» What this task involves:
Output every line of the material below as a JSON list of strings, with one string per line and no entries for blank lines.
BEGIN Data shown
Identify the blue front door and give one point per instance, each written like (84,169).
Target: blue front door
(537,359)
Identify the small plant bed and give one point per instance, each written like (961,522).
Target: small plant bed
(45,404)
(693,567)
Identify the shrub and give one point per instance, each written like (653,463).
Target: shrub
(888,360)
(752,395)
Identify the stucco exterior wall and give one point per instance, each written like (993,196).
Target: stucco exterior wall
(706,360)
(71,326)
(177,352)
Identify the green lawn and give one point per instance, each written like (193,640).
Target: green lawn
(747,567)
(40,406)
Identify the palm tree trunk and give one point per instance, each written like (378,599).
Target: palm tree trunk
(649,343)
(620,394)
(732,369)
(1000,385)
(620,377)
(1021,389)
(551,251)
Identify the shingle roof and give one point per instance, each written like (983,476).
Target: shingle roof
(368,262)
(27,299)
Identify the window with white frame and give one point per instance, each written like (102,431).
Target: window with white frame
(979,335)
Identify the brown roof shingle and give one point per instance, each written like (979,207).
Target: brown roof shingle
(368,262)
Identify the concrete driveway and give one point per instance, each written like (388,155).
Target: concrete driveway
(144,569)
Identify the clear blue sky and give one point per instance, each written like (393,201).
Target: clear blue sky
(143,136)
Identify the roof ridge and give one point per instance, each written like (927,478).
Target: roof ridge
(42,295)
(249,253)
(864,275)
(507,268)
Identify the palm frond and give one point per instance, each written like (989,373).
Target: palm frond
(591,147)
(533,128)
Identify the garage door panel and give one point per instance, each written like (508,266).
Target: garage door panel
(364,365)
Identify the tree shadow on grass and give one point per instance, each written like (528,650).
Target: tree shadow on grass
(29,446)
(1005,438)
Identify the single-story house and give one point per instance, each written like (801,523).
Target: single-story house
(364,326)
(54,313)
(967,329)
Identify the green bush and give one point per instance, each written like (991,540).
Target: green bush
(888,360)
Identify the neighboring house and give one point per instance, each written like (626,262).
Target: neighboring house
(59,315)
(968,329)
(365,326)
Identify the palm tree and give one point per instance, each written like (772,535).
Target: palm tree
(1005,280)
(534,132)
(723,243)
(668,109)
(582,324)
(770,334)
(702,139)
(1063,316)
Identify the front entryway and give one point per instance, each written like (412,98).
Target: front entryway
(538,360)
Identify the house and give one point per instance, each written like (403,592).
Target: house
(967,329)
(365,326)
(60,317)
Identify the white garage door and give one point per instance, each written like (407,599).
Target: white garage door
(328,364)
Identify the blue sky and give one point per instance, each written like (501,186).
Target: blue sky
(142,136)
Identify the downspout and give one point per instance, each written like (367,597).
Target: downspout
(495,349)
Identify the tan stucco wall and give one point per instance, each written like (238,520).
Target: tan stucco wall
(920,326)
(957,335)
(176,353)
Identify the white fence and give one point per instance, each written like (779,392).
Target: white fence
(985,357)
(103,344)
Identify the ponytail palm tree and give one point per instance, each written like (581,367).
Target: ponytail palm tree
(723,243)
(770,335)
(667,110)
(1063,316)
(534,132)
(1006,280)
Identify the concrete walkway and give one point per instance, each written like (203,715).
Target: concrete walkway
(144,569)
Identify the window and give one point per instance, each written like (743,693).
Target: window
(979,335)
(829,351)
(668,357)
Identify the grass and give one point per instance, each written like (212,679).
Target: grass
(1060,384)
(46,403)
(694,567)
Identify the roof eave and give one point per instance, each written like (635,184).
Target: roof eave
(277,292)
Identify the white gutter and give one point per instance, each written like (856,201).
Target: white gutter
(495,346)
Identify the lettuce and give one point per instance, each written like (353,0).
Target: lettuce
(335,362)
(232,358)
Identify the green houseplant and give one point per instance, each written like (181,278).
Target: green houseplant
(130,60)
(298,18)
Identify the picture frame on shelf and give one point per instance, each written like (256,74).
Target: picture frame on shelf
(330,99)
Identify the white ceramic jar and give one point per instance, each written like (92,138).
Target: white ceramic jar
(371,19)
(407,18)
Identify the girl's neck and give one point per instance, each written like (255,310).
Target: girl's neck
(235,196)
END Data shown
» Completed exercise:
[
  "Identify the blue front door and give one point per instance, each written like (84,169).",
  "Target: blue front door",
  "(537,359)",
  "Identify the small plant bed and give one point per instance, each written like (961,522).",
  "Target: small plant bed",
  "(45,404)",
  "(693,567)",
  "Identify the shrub and give one point per instance, each written like (653,463).",
  "Target: shrub",
  "(888,360)",
  "(752,395)",
  "Identify the stucco exterior wall and give one point per instance, each written like (993,196).",
  "Target: stucco exterior wall",
  "(706,360)",
  "(71,326)",
  "(177,352)",
  "Identify the green lawn and give one point per instance, each written like (193,640).",
  "Target: green lawn",
  "(747,567)",
  "(40,406)",
  "Identify the palm tree trunk and give one point per instance, each written like (378,599).",
  "Target: palm tree trunk",
  "(649,343)",
  "(620,394)",
  "(732,369)",
  "(1000,385)",
  "(620,377)",
  "(1021,389)",
  "(551,251)",
  "Identify the shingle roof and give one point per instance, each written like (983,476).",
  "Target: shingle roof",
  "(368,262)",
  "(27,299)",
  "Identify the window with white frame and give one point per instance, each written like (102,431).",
  "Target: window with white frame",
  "(979,335)",
  "Identify the brown roof shingle and give one point per instance, each written like (979,207).",
  "Target: brown roof shingle",
  "(368,262)",
  "Identify the concrete driveway and give one point per instance, each written like (388,155).",
  "Target: concrete driveway",
  "(144,569)",
  "Identify the clear blue sky and give one point per instance, each written like (393,201).",
  "Target: clear blue sky",
  "(143,136)",
  "Identify the roof ridge and give one point per instance, each written like (927,478).",
  "Target: roof ridge",
  "(42,295)",
  "(249,253)",
  "(864,275)",
  "(507,268)",
  "Identify the palm frond and give one point per instance, each written like (989,373).",
  "Target: palm frond",
  "(591,147)",
  "(533,128)",
  "Identify the garage door panel and give one point per instance, each written like (508,266).",
  "Target: garage door panel",
  "(364,365)",
  "Identify the tree shadow on grass and give one point per instance, each written like (528,650).",
  "Target: tree shadow on grass",
  "(29,446)",
  "(1005,438)",
  "Identify the single-story house and give one point per instance, each written like (801,523).",
  "Target: single-story house",
  "(364,326)",
  "(54,313)",
  "(967,329)",
  "Identify the green bush and give one point per instance, each written like (991,540).",
  "Target: green bush",
  "(888,360)",
  "Identify the neighboring house and give one point per instance, each written like (626,262).",
  "Target: neighboring house",
  "(59,315)",
  "(968,329)",
  "(365,326)",
  "Identify the palm tree and give one point per instance, each written like (772,535).",
  "Target: palm tree",
  "(1005,280)",
  "(534,132)",
  "(723,243)",
  "(668,109)",
  "(582,324)",
  "(770,334)",
  "(702,139)",
  "(1063,316)",
  "Identify the front entryway and give one point per instance, each written like (412,98).",
  "Target: front entryway",
  "(538,360)",
  "Identify the house and give one point per instance, each written like (403,592).",
  "Target: house",
  "(967,329)",
  "(365,326)",
  "(60,317)",
  "Identify the white garage door and give one point per instance, each written like (407,599).",
  "Target: white garage door",
  "(328,364)",
  "Identify the blue sky and give one point per instance, each written like (501,186).",
  "Target: blue sky",
  "(142,136)",
  "Identify the downspout and give one point per instance, each written like (367,597).",
  "Target: downspout",
  "(495,349)",
  "Identify the tan stucco wall and give one point per instance, each written like (238,520).",
  "Target: tan stucco wall",
  "(920,326)",
  "(957,335)",
  "(176,353)",
  "Identify the white fence and give one point per instance, each written like (779,392).",
  "Target: white fence",
  "(985,357)",
  "(103,344)",
  "Identify the ponytail palm tree and give one point per instance, each written like (581,367).",
  "Target: ponytail palm tree",
  "(723,243)",
  "(770,335)",
  "(667,110)",
  "(1063,316)",
  "(534,132)",
  "(1006,280)",
  "Identify the concrete walkway and give one point per instance, each written like (203,715).",
  "Target: concrete walkway",
  "(144,569)",
  "Identify the window and give one point per instance, each written like (743,693).",
  "Target: window",
  "(979,335)",
  "(829,351)",
  "(668,357)",
  "Identify the grass and give one point per instance, each written like (212,679).",
  "Target: grass",
  "(1060,384)",
  "(46,403)",
  "(694,567)",
  "Identify the roof eave and give one point per instance, each written like (635,184).",
  "Target: roof eave",
  "(277,292)",
  "Identify the white gutter and give one point per instance, each written like (856,201).",
  "Target: white gutter",
  "(495,346)",
  "Identify the lettuce and give one point per instance, each written like (353,0).",
  "Target: lettuce",
  "(335,362)",
  "(232,358)",
  "Identify the green houseplant and give one point per instance, each written like (181,278).",
  "Target: green houseplant",
  "(130,60)",
  "(298,18)",
  "Identify the picture frame on shelf and give one point per instance, each written like (256,74).",
  "Target: picture frame on shelf",
  "(330,99)",
  "Identify the white ceramic jar and give one point per instance, each written like (92,138).",
  "Target: white ceramic jar",
  "(371,19)",
  "(407,18)",
  "Identify the girl's neck and give one point per instance, each written like (255,310).",
  "Target: girl's neck",
  "(235,196)"
]